[Text — start]

Whittemore walked to a secluded position behind a stone wall on Mystic Street, near the corner of what is now Chestnut Street in Arlington, and calmly settled in. Some of the Minutemen pleaded with Whittemore to join them in their safer positions, but he ignored their admonitions. Soon the 47th Regiment of Foot, followed by the main body of British troops, appeared in view. On both sides of Whittemore, Minutemen were shooting at the approaching Redcoats and then sprinting away to where they could reload in safety.
Waiting until the regiment was almost upon him, Whittemore stood up, aimed his musket carefully and fired, killing a British soldier. He then fired both dueling pistols, hitting both of his targets, killing one man outright and mortally wounding another. Not having time to reload his cumbersome weapons, he grabbed his French saber and flailed away at the cursing, enraged Redcoats who now surrounded him. Some of those infuriated soldiers were probably less than one quarter of Sam's 80 years; few, if any, were even half his age.

[Text — finish]

**Task statement**
Copy out the account of Whittemore's stand against the British troops word for word, from start to finish.

[Given entries — start]

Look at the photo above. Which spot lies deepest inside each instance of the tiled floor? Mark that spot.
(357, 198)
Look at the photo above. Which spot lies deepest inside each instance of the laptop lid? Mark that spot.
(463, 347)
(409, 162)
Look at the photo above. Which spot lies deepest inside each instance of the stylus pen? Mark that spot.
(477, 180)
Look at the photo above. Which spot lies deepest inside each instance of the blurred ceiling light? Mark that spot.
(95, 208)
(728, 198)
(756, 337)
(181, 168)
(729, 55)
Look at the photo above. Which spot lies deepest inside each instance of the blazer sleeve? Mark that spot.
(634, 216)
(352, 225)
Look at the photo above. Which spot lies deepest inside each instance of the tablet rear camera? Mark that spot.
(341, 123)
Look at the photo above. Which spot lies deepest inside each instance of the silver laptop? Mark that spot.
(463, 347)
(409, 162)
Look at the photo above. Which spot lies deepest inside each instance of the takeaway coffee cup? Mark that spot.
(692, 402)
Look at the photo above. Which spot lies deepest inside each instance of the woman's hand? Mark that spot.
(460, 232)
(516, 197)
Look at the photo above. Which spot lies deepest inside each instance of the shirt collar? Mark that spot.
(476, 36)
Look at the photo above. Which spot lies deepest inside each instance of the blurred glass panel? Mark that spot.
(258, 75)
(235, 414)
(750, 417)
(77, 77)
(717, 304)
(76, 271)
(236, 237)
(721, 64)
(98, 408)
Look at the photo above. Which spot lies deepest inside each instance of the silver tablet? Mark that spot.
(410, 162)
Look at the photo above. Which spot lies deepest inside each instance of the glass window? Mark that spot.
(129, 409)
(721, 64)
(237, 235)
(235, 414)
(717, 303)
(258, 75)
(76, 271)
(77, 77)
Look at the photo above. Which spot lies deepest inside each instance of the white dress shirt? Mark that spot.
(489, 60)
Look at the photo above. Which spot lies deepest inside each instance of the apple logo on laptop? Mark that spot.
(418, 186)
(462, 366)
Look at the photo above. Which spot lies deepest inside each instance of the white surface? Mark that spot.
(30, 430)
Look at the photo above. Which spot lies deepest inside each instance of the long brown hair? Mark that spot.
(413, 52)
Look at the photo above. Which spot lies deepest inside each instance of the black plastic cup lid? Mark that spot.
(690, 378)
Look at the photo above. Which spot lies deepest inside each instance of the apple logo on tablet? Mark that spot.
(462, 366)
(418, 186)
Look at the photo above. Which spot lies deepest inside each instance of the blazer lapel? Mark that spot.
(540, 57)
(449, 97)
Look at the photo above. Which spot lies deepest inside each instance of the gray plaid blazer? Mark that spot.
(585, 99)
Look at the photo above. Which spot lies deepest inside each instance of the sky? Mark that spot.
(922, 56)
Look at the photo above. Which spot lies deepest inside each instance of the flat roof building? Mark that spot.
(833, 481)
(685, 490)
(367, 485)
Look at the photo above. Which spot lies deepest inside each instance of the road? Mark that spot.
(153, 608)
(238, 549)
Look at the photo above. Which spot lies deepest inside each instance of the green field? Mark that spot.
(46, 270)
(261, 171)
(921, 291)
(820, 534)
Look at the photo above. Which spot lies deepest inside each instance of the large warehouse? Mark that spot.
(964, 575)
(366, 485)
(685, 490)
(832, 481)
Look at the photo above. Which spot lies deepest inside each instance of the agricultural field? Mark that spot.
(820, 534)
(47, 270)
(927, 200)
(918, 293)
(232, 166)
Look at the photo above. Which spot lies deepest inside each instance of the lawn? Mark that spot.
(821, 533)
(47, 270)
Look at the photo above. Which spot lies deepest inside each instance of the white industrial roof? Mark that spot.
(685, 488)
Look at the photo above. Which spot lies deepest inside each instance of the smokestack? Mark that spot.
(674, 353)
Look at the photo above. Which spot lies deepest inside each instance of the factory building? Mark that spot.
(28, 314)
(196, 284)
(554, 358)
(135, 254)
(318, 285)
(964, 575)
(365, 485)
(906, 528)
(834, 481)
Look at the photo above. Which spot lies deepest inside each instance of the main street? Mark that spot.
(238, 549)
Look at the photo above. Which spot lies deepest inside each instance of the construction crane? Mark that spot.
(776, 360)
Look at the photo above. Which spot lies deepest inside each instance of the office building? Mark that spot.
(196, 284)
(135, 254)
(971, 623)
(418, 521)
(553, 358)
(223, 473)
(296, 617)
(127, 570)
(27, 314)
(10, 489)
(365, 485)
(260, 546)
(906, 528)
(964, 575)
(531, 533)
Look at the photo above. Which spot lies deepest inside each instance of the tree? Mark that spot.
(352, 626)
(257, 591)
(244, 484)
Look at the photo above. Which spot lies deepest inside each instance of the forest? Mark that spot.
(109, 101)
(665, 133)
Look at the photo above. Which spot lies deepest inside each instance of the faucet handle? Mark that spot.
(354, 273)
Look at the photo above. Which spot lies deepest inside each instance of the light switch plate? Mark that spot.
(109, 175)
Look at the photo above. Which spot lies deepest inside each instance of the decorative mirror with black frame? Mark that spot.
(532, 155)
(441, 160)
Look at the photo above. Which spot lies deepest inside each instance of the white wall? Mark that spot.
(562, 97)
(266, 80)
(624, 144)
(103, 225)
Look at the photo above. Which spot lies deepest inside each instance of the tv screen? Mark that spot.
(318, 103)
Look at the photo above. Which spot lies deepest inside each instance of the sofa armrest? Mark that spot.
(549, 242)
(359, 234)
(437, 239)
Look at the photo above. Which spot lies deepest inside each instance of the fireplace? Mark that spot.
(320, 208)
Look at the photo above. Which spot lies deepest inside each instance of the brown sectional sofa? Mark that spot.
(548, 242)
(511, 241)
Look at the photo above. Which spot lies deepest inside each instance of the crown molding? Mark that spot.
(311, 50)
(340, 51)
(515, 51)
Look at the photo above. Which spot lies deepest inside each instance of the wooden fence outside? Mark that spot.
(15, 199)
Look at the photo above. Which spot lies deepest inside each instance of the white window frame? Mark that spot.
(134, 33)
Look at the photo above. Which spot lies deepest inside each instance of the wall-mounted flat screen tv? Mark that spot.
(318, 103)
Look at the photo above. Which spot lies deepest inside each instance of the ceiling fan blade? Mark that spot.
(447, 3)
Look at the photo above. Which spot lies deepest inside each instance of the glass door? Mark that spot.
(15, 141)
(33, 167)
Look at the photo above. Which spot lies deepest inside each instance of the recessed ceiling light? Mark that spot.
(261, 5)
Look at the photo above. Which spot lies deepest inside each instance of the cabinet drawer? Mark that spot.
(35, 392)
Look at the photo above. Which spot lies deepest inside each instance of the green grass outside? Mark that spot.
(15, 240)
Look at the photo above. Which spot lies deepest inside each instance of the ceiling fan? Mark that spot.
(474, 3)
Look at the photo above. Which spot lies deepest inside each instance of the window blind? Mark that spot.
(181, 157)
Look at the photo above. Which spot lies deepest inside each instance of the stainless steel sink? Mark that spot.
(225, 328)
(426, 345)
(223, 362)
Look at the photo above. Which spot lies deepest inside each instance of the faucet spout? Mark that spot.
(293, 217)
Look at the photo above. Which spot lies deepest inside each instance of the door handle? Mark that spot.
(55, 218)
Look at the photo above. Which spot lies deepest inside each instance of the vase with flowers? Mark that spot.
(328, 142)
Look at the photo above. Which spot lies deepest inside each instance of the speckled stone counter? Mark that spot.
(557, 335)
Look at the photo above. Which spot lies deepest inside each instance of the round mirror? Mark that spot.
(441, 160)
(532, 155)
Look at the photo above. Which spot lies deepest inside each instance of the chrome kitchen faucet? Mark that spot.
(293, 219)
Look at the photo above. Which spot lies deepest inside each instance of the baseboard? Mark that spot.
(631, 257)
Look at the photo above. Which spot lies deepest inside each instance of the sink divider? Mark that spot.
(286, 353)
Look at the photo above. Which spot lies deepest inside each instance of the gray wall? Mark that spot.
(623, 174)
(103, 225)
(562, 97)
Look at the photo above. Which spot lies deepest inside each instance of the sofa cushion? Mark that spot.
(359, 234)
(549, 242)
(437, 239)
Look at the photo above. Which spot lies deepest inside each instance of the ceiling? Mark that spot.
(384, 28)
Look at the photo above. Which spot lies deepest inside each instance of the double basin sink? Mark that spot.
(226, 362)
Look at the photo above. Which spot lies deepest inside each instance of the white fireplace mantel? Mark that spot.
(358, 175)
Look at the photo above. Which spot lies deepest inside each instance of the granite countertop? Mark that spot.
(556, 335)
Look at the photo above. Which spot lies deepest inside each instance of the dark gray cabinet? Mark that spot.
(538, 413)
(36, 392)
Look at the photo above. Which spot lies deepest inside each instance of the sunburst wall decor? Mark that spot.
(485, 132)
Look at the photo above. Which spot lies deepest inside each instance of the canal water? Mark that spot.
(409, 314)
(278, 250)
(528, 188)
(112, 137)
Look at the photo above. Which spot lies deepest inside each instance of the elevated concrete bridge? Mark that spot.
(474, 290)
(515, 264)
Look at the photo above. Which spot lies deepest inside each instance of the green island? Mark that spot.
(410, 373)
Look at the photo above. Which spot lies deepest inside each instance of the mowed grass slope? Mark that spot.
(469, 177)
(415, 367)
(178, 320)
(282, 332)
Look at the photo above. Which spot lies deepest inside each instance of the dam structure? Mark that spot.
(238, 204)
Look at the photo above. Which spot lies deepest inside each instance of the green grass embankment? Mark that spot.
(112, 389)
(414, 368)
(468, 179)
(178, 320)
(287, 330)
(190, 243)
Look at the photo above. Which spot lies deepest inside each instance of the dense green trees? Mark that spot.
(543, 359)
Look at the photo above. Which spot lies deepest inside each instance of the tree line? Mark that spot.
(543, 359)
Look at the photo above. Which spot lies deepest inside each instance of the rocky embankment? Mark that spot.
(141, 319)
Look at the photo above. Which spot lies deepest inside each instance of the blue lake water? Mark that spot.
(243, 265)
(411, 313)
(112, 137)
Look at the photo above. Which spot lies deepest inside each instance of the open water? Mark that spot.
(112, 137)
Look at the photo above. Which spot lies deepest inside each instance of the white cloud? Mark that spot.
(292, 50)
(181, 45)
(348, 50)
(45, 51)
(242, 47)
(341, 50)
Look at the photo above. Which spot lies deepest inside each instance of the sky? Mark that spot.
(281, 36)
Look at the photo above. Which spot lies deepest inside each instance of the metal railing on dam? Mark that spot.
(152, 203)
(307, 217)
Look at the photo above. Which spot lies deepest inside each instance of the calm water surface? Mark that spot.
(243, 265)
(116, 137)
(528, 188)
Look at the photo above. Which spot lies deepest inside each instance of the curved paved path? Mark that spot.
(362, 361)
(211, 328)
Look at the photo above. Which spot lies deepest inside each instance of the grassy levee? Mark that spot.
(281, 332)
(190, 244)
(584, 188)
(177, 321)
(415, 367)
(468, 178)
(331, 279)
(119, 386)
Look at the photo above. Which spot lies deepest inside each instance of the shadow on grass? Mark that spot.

[Given entries — finish]

**Finished task**
Whittemore walked to a secluded position behind a stone wall on Mystic Street, near the corner of what is now Chestnut Street in Arlington, and calmly settled in. Some of the Minutemen pleaded with Whittemore to join them in their safer positions, but he ignored their admonitions. Soon the 47th Regiment of Foot, followed by the main body of British troops, appeared in view. On both sides of Whittemore, Minutemen were shooting at the approaching Redcoats and then sprinting away to where they could reload in safety.
Waiting until the regiment was almost upon him, Whittemore stood up, aimed his musket carefully and fired, killing a British soldier. He then fired both dueling pistols, hitting both of his targets, killing one man outright and mortally wounding another. Not having time to reload his cumbersome weapons, he grabbed his French saber and flailed away at the cursing, enraged Redcoats who now surrounded him. Some of those infuriated soldiers were probably less than one quarter of Sam's 80 years; few, if any, were even half his age.